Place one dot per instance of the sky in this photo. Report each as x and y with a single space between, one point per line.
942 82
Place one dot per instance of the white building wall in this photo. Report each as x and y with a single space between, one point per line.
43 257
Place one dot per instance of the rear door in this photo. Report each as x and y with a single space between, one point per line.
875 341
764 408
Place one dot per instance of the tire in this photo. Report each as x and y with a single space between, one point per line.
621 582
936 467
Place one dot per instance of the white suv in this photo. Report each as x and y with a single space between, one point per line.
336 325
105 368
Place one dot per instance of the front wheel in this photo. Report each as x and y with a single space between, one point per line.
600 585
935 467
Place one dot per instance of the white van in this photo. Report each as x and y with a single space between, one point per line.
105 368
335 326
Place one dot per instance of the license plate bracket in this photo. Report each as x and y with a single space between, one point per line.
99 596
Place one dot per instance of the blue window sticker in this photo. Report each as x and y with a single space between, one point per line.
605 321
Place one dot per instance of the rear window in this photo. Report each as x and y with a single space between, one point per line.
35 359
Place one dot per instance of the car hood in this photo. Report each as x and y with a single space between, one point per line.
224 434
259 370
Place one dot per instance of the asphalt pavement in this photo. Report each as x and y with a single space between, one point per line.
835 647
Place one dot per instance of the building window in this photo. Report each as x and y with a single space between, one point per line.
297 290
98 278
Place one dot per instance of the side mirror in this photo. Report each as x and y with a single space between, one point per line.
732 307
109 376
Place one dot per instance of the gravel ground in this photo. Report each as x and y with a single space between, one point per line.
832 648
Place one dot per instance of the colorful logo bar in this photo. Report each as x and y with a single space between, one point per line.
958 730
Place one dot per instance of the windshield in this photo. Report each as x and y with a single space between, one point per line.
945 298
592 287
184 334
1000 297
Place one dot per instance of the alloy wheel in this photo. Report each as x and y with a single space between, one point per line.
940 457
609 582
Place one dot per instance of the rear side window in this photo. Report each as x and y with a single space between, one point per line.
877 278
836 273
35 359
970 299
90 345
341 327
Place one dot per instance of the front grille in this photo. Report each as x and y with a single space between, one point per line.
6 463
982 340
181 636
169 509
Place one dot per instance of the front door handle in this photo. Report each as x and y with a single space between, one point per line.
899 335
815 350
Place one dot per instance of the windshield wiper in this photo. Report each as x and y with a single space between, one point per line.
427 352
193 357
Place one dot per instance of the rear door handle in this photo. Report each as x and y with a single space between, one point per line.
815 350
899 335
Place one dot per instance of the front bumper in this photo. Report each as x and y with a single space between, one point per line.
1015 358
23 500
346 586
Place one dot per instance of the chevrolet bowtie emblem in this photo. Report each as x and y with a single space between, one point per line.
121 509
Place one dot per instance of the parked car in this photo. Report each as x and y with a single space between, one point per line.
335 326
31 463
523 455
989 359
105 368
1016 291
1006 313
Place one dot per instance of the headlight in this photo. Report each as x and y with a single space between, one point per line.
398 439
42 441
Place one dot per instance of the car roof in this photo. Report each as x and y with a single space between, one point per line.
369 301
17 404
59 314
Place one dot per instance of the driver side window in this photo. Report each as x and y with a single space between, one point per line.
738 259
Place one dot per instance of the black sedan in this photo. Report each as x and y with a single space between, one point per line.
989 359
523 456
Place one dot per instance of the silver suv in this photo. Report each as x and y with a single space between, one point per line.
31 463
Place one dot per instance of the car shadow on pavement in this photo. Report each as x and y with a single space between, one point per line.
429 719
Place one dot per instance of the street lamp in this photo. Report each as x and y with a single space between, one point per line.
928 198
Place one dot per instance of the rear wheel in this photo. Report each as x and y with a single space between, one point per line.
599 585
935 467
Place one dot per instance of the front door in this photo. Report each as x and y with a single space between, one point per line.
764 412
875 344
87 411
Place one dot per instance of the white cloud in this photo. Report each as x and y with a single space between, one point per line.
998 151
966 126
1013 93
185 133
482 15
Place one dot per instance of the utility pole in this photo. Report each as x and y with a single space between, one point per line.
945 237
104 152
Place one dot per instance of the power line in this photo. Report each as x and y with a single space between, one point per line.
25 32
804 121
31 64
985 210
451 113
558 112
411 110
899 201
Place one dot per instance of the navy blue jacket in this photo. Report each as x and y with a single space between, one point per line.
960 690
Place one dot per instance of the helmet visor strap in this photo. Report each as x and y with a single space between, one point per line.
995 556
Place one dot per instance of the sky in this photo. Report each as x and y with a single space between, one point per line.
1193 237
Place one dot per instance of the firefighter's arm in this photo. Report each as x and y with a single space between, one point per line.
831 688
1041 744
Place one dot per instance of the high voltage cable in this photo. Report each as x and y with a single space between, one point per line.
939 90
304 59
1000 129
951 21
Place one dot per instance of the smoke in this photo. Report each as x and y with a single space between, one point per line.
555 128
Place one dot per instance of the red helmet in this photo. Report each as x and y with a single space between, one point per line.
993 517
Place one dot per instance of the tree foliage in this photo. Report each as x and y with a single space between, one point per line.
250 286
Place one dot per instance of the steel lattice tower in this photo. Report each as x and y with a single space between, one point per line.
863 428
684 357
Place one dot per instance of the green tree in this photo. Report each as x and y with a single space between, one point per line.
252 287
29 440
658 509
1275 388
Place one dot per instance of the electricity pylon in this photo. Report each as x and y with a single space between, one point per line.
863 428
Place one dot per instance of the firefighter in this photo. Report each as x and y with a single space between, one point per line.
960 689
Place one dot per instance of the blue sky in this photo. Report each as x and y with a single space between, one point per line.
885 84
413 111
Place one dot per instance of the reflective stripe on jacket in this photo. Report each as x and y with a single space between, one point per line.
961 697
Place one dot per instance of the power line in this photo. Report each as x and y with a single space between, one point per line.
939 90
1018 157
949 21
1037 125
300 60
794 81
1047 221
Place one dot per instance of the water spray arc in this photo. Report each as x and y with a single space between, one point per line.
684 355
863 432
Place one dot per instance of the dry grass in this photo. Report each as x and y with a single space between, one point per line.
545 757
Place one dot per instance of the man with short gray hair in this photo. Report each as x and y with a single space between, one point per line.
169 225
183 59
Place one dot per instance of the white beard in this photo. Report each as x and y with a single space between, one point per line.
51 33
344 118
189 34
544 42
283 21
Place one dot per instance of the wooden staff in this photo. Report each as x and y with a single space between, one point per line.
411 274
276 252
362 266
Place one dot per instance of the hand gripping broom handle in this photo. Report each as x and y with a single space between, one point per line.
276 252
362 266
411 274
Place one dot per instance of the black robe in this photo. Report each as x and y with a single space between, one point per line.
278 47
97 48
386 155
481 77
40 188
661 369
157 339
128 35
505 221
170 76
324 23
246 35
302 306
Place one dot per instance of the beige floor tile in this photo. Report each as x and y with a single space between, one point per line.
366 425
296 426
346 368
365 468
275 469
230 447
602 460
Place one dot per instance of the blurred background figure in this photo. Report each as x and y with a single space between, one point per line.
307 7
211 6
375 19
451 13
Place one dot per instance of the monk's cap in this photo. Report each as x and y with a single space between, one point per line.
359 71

■ Your instructions:
The answer must be the full listing, returned exactly as given.

■ Response area:
Place one dot per instance of the sky in this photo. Report each as x and y with a single space between, one point per line.
942 82
Place one dot per instance of the white building wall in this photo. Report each as x and y with a single space between, one point per line.
43 257
Place one dot per instance of the rear door in this photo. Report each as x and y with a single space between, one point per line.
875 341
764 408
Place one dot per instance of the tire in this photo. Report each as x and y with a single space between, one point per line.
621 582
936 467
Place one dot per instance of the white suv in this photo. Report each as x and y with a single space between, one point per line.
336 325
105 368
Place one dot per instance of the front wheel in this photo. Report each as x and y with a single space between, one point per line.
600 585
935 467
Place one dot per instance of the white van in this photo. Report each as x and y with a single space between, one point per line.
105 368
335 326
Place one dot per instance of the license plate bracket in this photo. Report each as x and y with a single space between, one point per line.
99 596
Place one dot per instance of the blue window sticker in this photo. Report each as x and y with a single space between, one point per line.
605 321
Place one dot per instance of the rear window in this photo. Report each as x and y with a single space between, one point per line.
35 359
Place one dot per instance of the car hood in this photo. Report each as x and y with a single space between, one point per line.
224 434
259 370
Place one dot per instance of the asphalt pavement in this photo. Report each as x and y with a single space between, one point per line.
835 647
Place one dot per instance of the building window in this photo. Report each as x and y with a single space between, one point per line.
297 290
98 278
Place one dot per instance of the side mirror in this photo. Report each as x and y with a single space between, one point per line.
732 307
109 376
Place one dot per instance of the gravel ground in this photo. Report each as x and y with a single space between, one point per line.
832 648
Place one dot per instance of the colorful logo bar in this photo. Report each as x and y with a single space between, one point per line.
958 730
Place one dot per instance of the windshield in this photo. Report each as x and y with a single space between, one point per line.
945 298
592 287
184 334
1000 297
Place one dot per instance of the alloy wheel in this photo. Report each as x and y with a single space between, one point per line.
940 457
609 582
Place one dot per instance of the rear side window in this photo. Report each as x and y with a single space between, one point per line.
877 278
836 273
35 359
970 299
90 345
341 327
Place one dot per instance of the front grille in this photo. Report each as x and y with a single space between, one point per line.
6 463
982 340
181 636
169 509
Place one dot per instance of the front door handle in this photo. Report each as x and y with a single space between, one point per line.
899 335
815 350
Place one dot per instance of the windshield wiper in this photo. Report each as x and y with a single space between, one point per line.
427 352
193 357
Place one dot per instance of the rear door handle in this photo. Report each as x and y with a single space between, one point per line.
815 350
899 335
Place one dot per instance of the front bumper in this photo. Report each as x and y with a single space between, one point per line.
1015 358
23 500
346 586
Place one dot per instance of the chevrolet bowtie emblem in this photo. Report each as x and y with a single space between, one point per line.
121 509
Place one dot per instance of the parked car in this photo. Report each as x and y with a single space between, one point per line.
335 326
31 463
523 455
989 359
105 368
1016 291
1006 313
Place one dot per instance of the headlight in this photo. Report each as x and y with a single space between, one point per line.
398 439
42 441
Place one dot per instance of the car roof in this photo. Report each as x and y with a single space between, one point per line.
369 301
17 404
59 314
Place one dot per instance of the driver side window in this photo. Report each as x and y with a single space between, one point per line.
738 259
Place one dot per instance of the black sedan in this photo. Report each as x and y with a single space between, one point per line.
989 359
523 456
Place one dot per instance of the silver suv in this photo. Report each as x and y with a single space between, one point per line.
31 463
Place one dot per instance of the car shadow on pavement in this photo. Report each as x and y with a single space between, one point per line.
429 719
Place one dot per instance of the street lamp in this photo. Report each as x and y with a single space between, one point per line.
928 198
Place one dot per instance of the rear wheel in this photo. Report each as x and y with a single space between, one point per line.
599 585
935 467
Place one dot per instance of the front door in this photo. Report each as x and y with a single space between, one point per line.
764 412
875 344
87 411
Place one dot per instance of the white cloud in this photo. Report each as x and y with a single space between, one point per line.
998 151
966 126
1013 93
185 133
482 15
Place one dot per instance of the utility pole in this photo. Report each as x and y with a single space between, one point per line.
945 237
104 152
Place one dot per instance of the power line in this photo. Report each as x and y with a single space between, one point per line.
25 32
804 121
31 64
985 210
451 113
558 112
411 110
899 201
Place one dot per instance of the navy blue jacket in this photo. Report each as x and y with a single space between, one point per line.
960 690
Place one dot per instance of the helmet visor strap in this photo. Report each as x and y with a single space between, one point per line.
995 556
Place one dot per instance of the sky in this photo. Report each as x and y with a single space between, one point per line.
1193 237
Place one dot per instance of the firefighter's arm in this photo. Report each as x and y with a single space between, one point per line.
831 688
1041 744
Place one dot per instance of the high voltage cable in this photo. Report each as x and y with a single space between, one point per line.
939 90
304 59
1000 129
951 21
Place one dot per instance of the smoke in this photo. Report each as x and y with a single space between, one point per line.
555 128
Place one dot per instance of the red helmet in this photo. Report each as x and y with a single space between, one point per line.
993 517
Place one dot per instance of the tree foliage in this photo. Report each as x and y with a single space between, one point per line.
250 286
Place one dot per instance of the steel lattice tower in this photo. Report each as x and y with a single space between, one point per line.
863 428
684 357
Place one dot per instance of the green tree in this photo. Report each as x and y with a single space between, one point per line.
252 287
29 440
658 509
1275 388
Place one dot per instance of the electricity pylon in this photo. Report each as x and y with a single space between, one point per line.
863 428
Place one dot per instance of the firefighter in this photo. Report each as x and y with a single space between, one point per line.
960 689
Place one dot per instance of the blue sky in this photo. Report each as x and y with a single space between, one point per line.
885 84
413 111
Place one dot per instance of the reflective stripe on jacket in this photo. Report each as x and y with a single space between, one point per line.
961 697
Place one dot per instance of the power line in this photo. Report each as x and y with a single space between, one point per line.
939 90
1018 157
949 21
1037 125
300 60
794 81
1047 221
Place one dot per instance of the water spray arc in this photo. Report each as x and y with a single space between, one point per line.
684 355
863 432
Place one dot per instance of the dry grass in this photo. Report each as x and y with a single space between, one point per line.
545 757
Place one dot per instance of the man with short gray hair in this photo. Report each as x and y with a single space between, one point per line.
169 225
183 59
Place one dot per instance of the white beard in this photo. Report each as x and y with a single space between, one point per line.
51 33
344 118
189 34
544 42
283 21
Place one dot per instance of the wooden staff in this photo. Report each as x and y with a single space between, one point per line.
411 274
276 252
362 266
Place one dot per instance of the hand gripping broom handle in this photo. Report each as x and y with a single space between, one point per line.
276 252
362 266
411 274
Place one dot per instance of the black robe in this photo. Report each as x and y with a single space between, one point per line.
278 47
97 48
386 155
481 77
40 188
661 369
157 339
128 35
505 221
170 76
324 23
246 35
302 306
Place one dot per instance of the beige floor tile in this photo. Report each as x and y with a single space between, one point per line.
366 425
296 426
346 368
365 468
275 469
230 447
602 460
Place one dot per instance of the blurred background figure in this photo. Report each as x and y with a single space between, one point per line.
307 7
211 6
375 19
451 13
Place one dot per instance of the monk's cap in this photo. Report each as x and y with a single space between, one point per line.
359 71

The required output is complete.